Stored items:
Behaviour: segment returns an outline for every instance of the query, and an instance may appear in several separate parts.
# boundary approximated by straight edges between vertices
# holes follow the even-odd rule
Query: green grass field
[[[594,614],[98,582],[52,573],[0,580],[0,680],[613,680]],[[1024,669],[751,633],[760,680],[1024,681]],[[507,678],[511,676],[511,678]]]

## Exercise description
The answer must be the lines from the one containing "# holes follow the even-odd rule" to the final line of the data above, copied exactly, both included, with nothing added.

## The completed task
# holes follow the even-odd rule
Query: green grass field
[[[594,614],[98,582],[52,573],[0,580],[0,680],[613,680]],[[1024,669],[751,633],[760,680],[1024,681]],[[507,678],[511,676],[511,678]]]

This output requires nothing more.